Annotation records
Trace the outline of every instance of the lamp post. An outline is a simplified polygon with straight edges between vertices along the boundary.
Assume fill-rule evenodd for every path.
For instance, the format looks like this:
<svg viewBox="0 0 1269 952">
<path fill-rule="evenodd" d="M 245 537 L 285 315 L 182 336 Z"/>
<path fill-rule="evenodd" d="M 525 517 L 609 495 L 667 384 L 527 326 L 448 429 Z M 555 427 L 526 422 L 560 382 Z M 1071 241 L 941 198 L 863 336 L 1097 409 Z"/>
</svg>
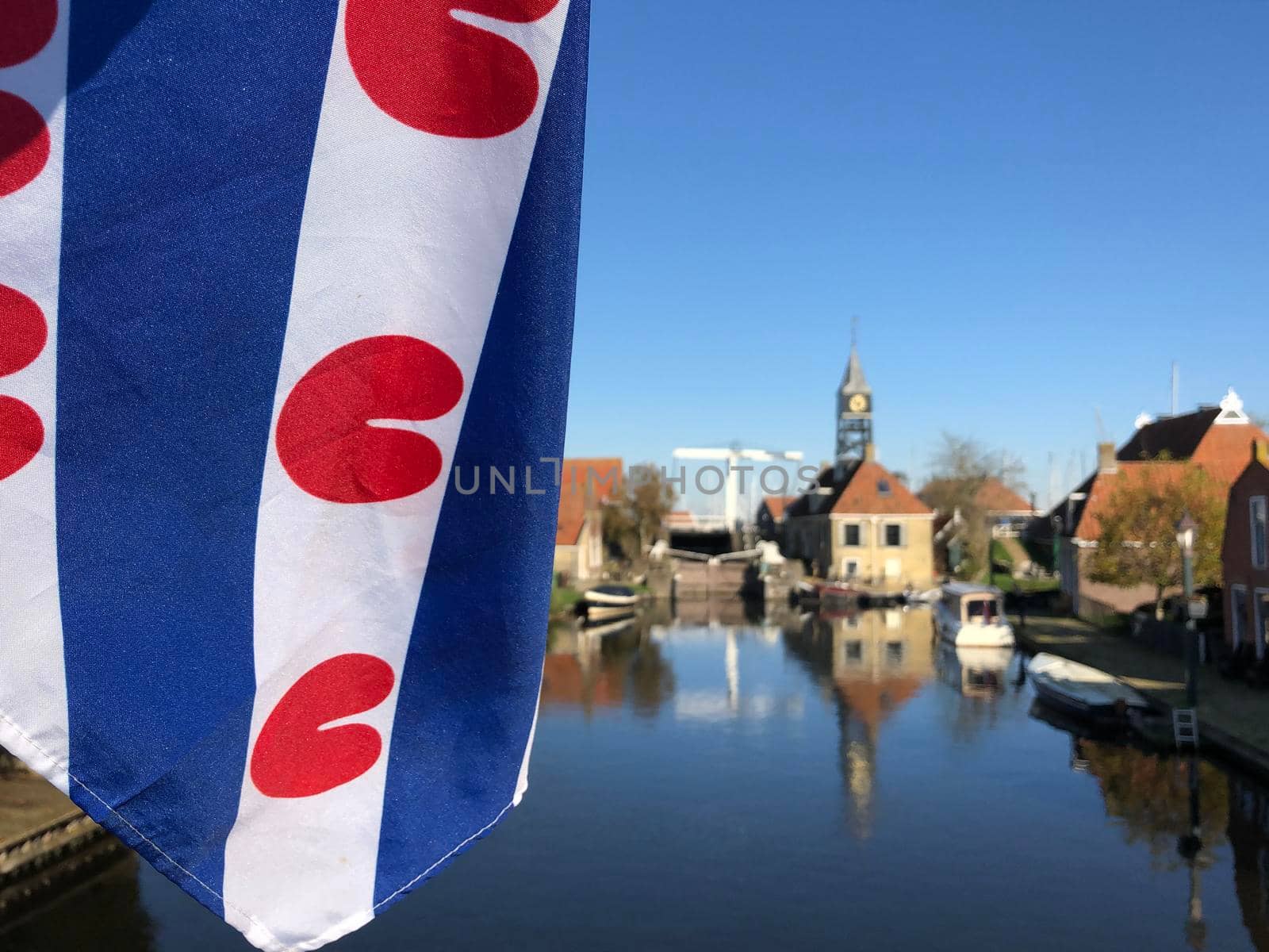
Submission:
<svg viewBox="0 0 1269 952">
<path fill-rule="evenodd" d="M 1189 509 L 1176 523 L 1176 547 L 1181 551 L 1181 579 L 1185 590 L 1185 704 L 1198 703 L 1198 628 L 1190 616 L 1190 600 L 1194 598 L 1194 539 L 1198 537 L 1198 523 Z"/>
<path fill-rule="evenodd" d="M 1058 564 L 1062 557 L 1062 517 L 1055 515 L 1051 520 L 1053 527 L 1053 575 L 1061 575 Z"/>
</svg>

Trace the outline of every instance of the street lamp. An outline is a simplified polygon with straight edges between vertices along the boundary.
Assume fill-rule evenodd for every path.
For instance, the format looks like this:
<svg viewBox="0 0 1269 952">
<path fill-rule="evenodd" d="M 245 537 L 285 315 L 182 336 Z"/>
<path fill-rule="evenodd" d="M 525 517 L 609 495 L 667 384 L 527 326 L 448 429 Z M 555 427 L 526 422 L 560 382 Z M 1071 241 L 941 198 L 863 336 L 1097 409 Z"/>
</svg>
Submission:
<svg viewBox="0 0 1269 952">
<path fill-rule="evenodd" d="M 1185 703 L 1193 708 L 1198 703 L 1198 630 L 1190 614 L 1190 602 L 1194 599 L 1194 539 L 1198 537 L 1198 523 L 1189 509 L 1176 523 L 1176 547 L 1181 551 L 1181 579 L 1185 590 Z"/>
<path fill-rule="evenodd" d="M 1049 523 L 1053 527 L 1053 576 L 1057 578 L 1058 564 L 1062 559 L 1062 517 L 1055 515 Z"/>
</svg>

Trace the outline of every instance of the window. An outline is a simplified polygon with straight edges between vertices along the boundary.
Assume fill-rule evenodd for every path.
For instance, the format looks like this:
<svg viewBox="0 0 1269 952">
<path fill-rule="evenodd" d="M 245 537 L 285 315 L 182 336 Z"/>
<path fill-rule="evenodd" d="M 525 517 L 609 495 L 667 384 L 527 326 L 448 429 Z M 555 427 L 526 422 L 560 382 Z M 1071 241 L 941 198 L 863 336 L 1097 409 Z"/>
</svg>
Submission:
<svg viewBox="0 0 1269 952">
<path fill-rule="evenodd" d="M 1264 658 L 1265 645 L 1269 644 L 1269 589 L 1256 589 L 1255 609 L 1256 656 Z"/>
<path fill-rule="evenodd" d="M 1265 547 L 1265 498 L 1251 499 L 1251 565 L 1264 569 L 1269 562 L 1269 548 Z"/>
<path fill-rule="evenodd" d="M 1230 586 L 1230 631 L 1233 635 L 1233 646 L 1237 647 L 1247 636 L 1247 588 L 1246 585 Z"/>
<path fill-rule="evenodd" d="M 966 616 L 971 622 L 995 625 L 1003 617 L 1000 605 L 994 598 L 975 598 L 964 603 Z"/>
</svg>

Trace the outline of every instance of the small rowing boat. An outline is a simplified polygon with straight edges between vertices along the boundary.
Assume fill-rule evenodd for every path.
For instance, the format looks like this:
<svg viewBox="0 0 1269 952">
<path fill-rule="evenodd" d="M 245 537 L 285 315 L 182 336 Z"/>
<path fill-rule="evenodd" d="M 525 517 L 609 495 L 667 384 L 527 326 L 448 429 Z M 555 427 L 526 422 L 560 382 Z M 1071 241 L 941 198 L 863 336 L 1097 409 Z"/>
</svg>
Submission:
<svg viewBox="0 0 1269 952">
<path fill-rule="evenodd" d="M 1084 720 L 1123 721 L 1129 710 L 1150 708 L 1150 702 L 1122 680 L 1066 658 L 1038 654 L 1027 673 L 1041 701 Z"/>
<path fill-rule="evenodd" d="M 604 608 L 633 608 L 638 604 L 638 595 L 634 594 L 634 589 L 626 585 L 596 585 L 586 589 L 581 594 L 581 600 L 588 605 Z"/>
</svg>

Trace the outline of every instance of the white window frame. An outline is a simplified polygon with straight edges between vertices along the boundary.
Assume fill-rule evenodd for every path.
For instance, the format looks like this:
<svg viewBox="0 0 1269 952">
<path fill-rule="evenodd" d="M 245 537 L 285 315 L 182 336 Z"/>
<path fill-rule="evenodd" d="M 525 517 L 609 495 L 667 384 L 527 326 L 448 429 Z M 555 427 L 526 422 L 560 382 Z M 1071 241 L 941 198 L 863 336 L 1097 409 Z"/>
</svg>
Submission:
<svg viewBox="0 0 1269 952">
<path fill-rule="evenodd" d="M 1242 611 L 1239 611 L 1239 595 L 1242 595 Z M 1230 618 L 1233 619 L 1233 647 L 1240 647 L 1247 631 L 1247 586 L 1230 585 Z"/>
<path fill-rule="evenodd" d="M 1265 656 L 1265 622 L 1269 622 L 1261 612 L 1261 607 L 1269 599 L 1269 589 L 1256 589 L 1251 597 L 1251 622 L 1255 625 L 1256 658 Z"/>
<path fill-rule="evenodd" d="M 1256 509 L 1260 510 L 1259 514 Z M 1247 510 L 1251 514 L 1251 567 L 1269 569 L 1269 499 L 1265 496 L 1251 496 Z M 1260 532 L 1259 551 L 1256 551 L 1258 529 Z"/>
</svg>

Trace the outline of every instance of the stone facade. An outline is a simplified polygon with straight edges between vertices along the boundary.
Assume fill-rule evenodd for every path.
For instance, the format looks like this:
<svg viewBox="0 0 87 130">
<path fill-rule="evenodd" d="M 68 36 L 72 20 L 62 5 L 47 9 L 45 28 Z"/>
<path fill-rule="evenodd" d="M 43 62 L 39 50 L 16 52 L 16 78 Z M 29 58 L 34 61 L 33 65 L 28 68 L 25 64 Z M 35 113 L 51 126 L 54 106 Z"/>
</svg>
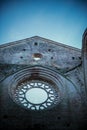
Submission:
<svg viewBox="0 0 87 130">
<path fill-rule="evenodd" d="M 86 127 L 87 30 L 82 42 L 80 50 L 35 36 L 0 46 L 1 129 Z M 45 89 L 49 98 L 29 106 L 24 98 L 30 85 Z M 22 101 L 20 93 L 25 93 Z"/>
</svg>

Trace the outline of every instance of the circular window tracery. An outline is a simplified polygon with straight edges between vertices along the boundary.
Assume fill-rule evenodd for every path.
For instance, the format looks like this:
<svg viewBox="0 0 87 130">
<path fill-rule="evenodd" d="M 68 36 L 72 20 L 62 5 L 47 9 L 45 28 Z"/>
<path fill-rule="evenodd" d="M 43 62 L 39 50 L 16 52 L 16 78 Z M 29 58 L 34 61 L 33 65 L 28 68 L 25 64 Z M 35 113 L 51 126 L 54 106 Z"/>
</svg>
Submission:
<svg viewBox="0 0 87 130">
<path fill-rule="evenodd" d="M 29 81 L 19 85 L 15 100 L 26 109 L 44 110 L 59 101 L 60 94 L 44 81 Z"/>
</svg>

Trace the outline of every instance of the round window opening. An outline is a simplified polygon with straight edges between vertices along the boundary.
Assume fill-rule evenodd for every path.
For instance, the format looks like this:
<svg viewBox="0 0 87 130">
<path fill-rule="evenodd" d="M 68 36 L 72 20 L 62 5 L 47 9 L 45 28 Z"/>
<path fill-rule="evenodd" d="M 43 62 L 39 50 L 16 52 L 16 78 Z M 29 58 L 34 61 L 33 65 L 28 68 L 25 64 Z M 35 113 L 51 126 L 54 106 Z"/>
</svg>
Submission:
<svg viewBox="0 0 87 130">
<path fill-rule="evenodd" d="M 32 104 L 40 104 L 47 100 L 47 92 L 41 88 L 32 88 L 25 94 L 26 99 Z"/>
<path fill-rule="evenodd" d="M 12 90 L 13 100 L 25 109 L 45 110 L 58 104 L 61 94 L 48 82 L 31 80 L 21 83 Z"/>
</svg>

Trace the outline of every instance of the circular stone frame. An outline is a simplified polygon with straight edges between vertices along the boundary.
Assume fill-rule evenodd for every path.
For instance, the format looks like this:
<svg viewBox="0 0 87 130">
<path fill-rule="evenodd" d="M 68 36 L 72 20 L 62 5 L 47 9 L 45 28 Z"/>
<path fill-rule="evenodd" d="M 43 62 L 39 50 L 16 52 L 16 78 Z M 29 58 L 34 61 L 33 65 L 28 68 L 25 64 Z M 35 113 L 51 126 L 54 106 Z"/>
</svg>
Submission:
<svg viewBox="0 0 87 130">
<path fill-rule="evenodd" d="M 11 99 L 27 110 L 46 110 L 58 105 L 63 99 L 64 91 L 61 76 L 45 67 L 29 67 L 18 71 L 12 76 L 9 84 Z M 29 91 L 41 89 L 47 97 L 42 101 L 29 97 Z M 27 96 L 26 96 L 27 95 Z M 41 94 L 38 97 L 42 97 Z"/>
</svg>

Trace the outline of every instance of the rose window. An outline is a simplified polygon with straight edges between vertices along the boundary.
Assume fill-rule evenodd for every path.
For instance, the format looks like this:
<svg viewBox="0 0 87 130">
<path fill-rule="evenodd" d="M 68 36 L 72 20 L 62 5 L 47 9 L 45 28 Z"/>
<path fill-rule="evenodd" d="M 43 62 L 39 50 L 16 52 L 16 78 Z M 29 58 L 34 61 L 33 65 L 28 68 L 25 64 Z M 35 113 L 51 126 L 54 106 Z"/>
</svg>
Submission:
<svg viewBox="0 0 87 130">
<path fill-rule="evenodd" d="M 50 108 L 60 100 L 60 94 L 52 85 L 38 80 L 21 83 L 14 96 L 17 103 L 31 110 Z"/>
</svg>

*REQUIRED WORK*. Please pull out every line of the material above that contains the word "frame", copying each such line in full.

*EXERCISE SOLUTION*.
Trace the outline of every instance of the white window frame. An outline is a simplified polygon with straight edges between vertices along the boundary.
Trace the outline of every instance of the circular stone frame. An outline is a simplified polygon with straight edges between vertices along the boundary.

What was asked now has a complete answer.